Text section:

..........

R/rats.R

Defines functions call_DTU

Documented in call_DTU

########## ########## ########## ########## ########## ########## ########## ########## ##########
# This is the core functionality of the package and entry point for users.
########## ########## ########## ########## ########## ########## ########## ########## ##########


#================================================================================
#' Calculate differential transcript usage.
#'
#' There are two modes for input:
#' \itemize{
#  \item{A sleuth object. This requires the following parameters: \code{slo}, \code{name_A}, \code{name_B} and optionally \code{varname}, \code{COUNT_COL}, \code{BS_TARGET_COL}.}
#'  \item{Bootstrapped count estimates. This requires the following parameters: \code{boot_data_A} and \code{boot_data_B}.}
#'  \item{Count estimates. This requires the following parameters: \code{count_data_A} and \code{count_data_B}.}
#' }
#'
#' @param annot A data.table matching transcript identifiers to gene identifiers. Any additional columns are allowed but ignored.
#' @param count_data_A A data.table of estimated counts for condition A. One column per sample/replicate, one row per transcript. The first column should contain the transcript identifiers.
#' @param count_data_B A data.table of estimated counts for condition B. One column per sample/replicate, one row per transcript. The first column should contain the transcript identifiers.
#' @param boot_data_A A list of data.tables, one per sample/replicate of condition A. One bootstrap iteration's estimates per column, one transcript per row. The first column should contain the transcript identifiers.
#' @param boot_data_B A list of data.tables, one per sample/replicate of condition B. One bootstrap iteration's estimates per column, one transcript per row. The first column should contain the transcript identifiers.
#' @param TARGET_COL The name of the column for the transcript identifiers in \code{annot}. (Default \code{"target_id"})
#' @param PARENT_COL The name of the column for the gene identifiers in \code{annot}. (Default \code{"parent_id"})
#' @param name_A The name for one condition. (Default "Condition-A")
#' @param name_B The name for the other condition. (Default "Condition-B")
#' @param varname The name of the covariate to which the two conditions belong. (Default \code{"condition"}).
#' @param use_sums Use each transcript's sum of abundances across the replicates, instead of the means. Increases sensitivity, but also increases risk of false positives. RATs used only the sums up to 0.6.5 (inclusive). (Default FALSE)
#' @param p_thresh The p-value threshold. (Default 0.05)
#' @param dprop_thresh Effect size threshold. Minimum change in proportion of a transcript for it to be considered meaningful. (Default 0.20)
#' @param abund_thresh Noise threshold. Minimum mean (across replicates) abundance for transcripts (and genes) to be eligible for testing. (Default 5)
#' @param correction The p-value correction to apply, as defined in  \code{\link[stats]{p.adjust.methods}}. (Default \code{"BH"})

..........

Stored data entries:
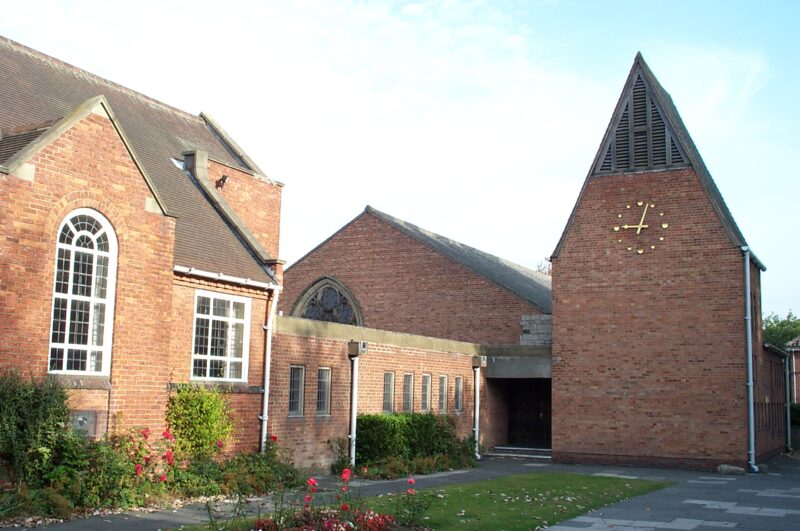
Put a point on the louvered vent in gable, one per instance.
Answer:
(641, 140)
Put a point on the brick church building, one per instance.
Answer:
(135, 260)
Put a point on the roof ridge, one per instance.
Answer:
(80, 72)
(389, 217)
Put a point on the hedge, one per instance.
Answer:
(404, 435)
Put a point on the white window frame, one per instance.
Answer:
(458, 400)
(388, 392)
(408, 392)
(326, 392)
(426, 393)
(230, 320)
(92, 300)
(301, 398)
(443, 393)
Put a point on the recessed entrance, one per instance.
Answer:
(529, 420)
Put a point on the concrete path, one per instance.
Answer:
(697, 500)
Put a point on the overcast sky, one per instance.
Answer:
(476, 120)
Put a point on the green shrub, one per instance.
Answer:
(33, 417)
(381, 436)
(200, 419)
(391, 446)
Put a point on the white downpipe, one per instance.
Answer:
(788, 404)
(751, 423)
(264, 417)
(353, 410)
(477, 408)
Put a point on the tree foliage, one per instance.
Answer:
(780, 330)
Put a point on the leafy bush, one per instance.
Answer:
(200, 420)
(33, 416)
(390, 446)
(381, 436)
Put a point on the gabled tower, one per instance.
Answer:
(649, 340)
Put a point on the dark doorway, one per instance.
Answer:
(528, 412)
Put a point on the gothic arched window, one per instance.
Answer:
(83, 295)
(328, 300)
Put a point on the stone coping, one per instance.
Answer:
(309, 328)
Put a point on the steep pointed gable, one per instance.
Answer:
(639, 137)
(635, 141)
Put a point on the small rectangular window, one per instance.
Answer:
(297, 376)
(408, 393)
(323, 391)
(388, 392)
(221, 336)
(442, 394)
(426, 392)
(459, 398)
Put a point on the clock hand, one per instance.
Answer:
(641, 221)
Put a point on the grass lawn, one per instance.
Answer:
(524, 501)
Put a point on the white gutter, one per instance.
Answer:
(194, 272)
(751, 424)
(353, 410)
(264, 417)
(788, 405)
(477, 408)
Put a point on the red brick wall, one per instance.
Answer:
(256, 200)
(311, 437)
(89, 166)
(403, 285)
(649, 350)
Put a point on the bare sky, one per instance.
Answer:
(477, 120)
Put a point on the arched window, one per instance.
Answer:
(328, 300)
(83, 295)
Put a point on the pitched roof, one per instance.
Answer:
(525, 283)
(35, 88)
(11, 144)
(675, 129)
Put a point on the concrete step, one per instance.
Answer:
(519, 452)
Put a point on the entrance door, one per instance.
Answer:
(529, 412)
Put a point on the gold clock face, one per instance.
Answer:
(640, 227)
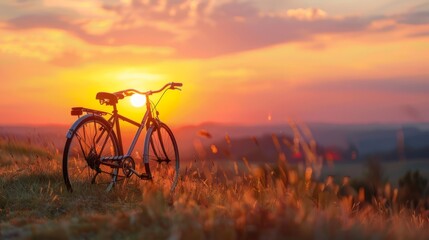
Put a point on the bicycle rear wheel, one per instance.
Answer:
(91, 139)
(162, 156)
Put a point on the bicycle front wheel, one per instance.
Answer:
(91, 139)
(162, 156)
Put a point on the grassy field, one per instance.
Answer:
(212, 201)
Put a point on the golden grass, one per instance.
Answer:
(211, 201)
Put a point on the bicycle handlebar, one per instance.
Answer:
(130, 92)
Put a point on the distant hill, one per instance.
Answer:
(391, 141)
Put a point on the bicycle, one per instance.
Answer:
(93, 153)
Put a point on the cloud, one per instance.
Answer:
(198, 29)
(63, 49)
(413, 85)
(303, 14)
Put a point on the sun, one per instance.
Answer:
(137, 100)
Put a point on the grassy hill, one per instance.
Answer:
(212, 201)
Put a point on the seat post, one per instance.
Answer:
(118, 129)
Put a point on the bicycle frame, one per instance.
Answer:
(114, 121)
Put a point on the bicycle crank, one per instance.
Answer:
(128, 166)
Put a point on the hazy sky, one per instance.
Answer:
(339, 61)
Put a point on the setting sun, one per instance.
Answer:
(137, 100)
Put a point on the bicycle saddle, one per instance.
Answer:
(108, 98)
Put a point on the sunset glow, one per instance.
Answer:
(239, 61)
(137, 100)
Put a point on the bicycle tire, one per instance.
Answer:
(84, 147)
(161, 156)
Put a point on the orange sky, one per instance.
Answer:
(240, 61)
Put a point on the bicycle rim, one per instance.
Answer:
(163, 157)
(82, 170)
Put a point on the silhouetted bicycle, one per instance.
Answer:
(94, 155)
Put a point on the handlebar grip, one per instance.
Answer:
(173, 84)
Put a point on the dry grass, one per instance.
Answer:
(212, 201)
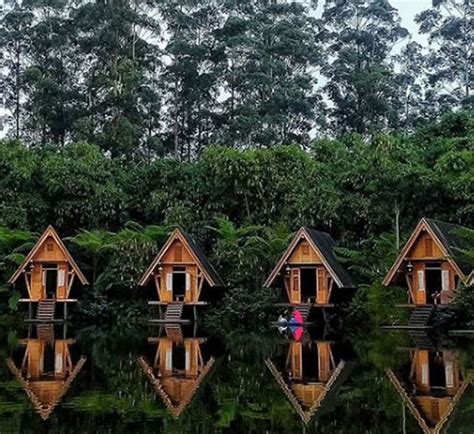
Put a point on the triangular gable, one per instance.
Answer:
(325, 253)
(424, 224)
(199, 258)
(305, 415)
(176, 410)
(416, 412)
(45, 410)
(49, 232)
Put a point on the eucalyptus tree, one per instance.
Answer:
(15, 38)
(49, 80)
(190, 76)
(449, 25)
(360, 36)
(271, 52)
(118, 52)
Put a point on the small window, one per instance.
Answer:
(428, 247)
(178, 252)
(305, 249)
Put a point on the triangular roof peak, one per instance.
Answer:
(417, 414)
(443, 235)
(176, 409)
(196, 252)
(49, 232)
(305, 415)
(323, 245)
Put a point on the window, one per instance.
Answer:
(305, 249)
(428, 247)
(178, 253)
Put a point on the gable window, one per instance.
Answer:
(428, 247)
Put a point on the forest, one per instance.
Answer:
(239, 121)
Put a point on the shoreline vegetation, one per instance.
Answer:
(241, 206)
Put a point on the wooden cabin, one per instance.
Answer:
(429, 266)
(310, 272)
(177, 367)
(48, 274)
(308, 375)
(431, 387)
(181, 276)
(45, 368)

..........

Exercise instructions:
1) Reproduce the call_DTU documentation starting at "#' @param use_sums" and ending at "meaningful. (Default 0.20)".
2) Name the input modes that the call_DTU documentation lists.
3) Write the next lines of the call_DTU documentation, picking up after its last line.
The listing has no connection to the call_DTU documentation.

Answers below:
1)
#' @param use_sums Use each transcript's sum of abundances across the replicates, instead of the means. Increases sensitivity, but also increases risk of false positives. RATs used only the sums up to 0.6.5 (inclusive). (Default FALSE)
#' @param p_thresh The p-value threshold. (Default 0.05)
#' @param dprop_thresh Effect size threshold. Minimum change in proportion of a transcript for it to be considered meaningful. (Default 0.20)

2)
A sleuth object
Bootstrapped count estimates
Count estimates

3)
#' @param scaling A scaling factor or vector of scaling factors, to be applied to the abundances *prior* to any thresholding and testing. Useful for scaling TPMs (transcripts per 1 million reads) to the actual library sizes of the samples. If a vector is supplied, the order should correspond to the samples in group A followed by the samples in group B. WARNING: Improper use of the scaling factor will artificially inflate/deflate the significances obtained.
#' @param testmode One of \itemize{\item{"genes"}, \item{"transc"}, \item{"both" (default)}}.
#' @param lean Reduce memory footprint by not tracking mean/median/max/min/stdev for Dprop and pval across bootstrap iterations. The respective columns will be absent from the output structure. (Default TRUE)
#' @param qboot Bootstrap the DTU robustness against bootstrapped quantifications data. (Default \code{TRUE}) Ignored if input is \code{count_data}.
#' @param qbootnum Number of iterations for \code{qboot}. (Default 0) If 0, RATs will try to infer a value from the data.
#' @param qrep_thresh Reproducibility threshold for quantification bootsrapping. (Default 0.95)
#' @param rboot Bootstrap the DTU robustness against the replicates. Does *ALL* 1 vs 1 combinations. (Default \code{TRUE})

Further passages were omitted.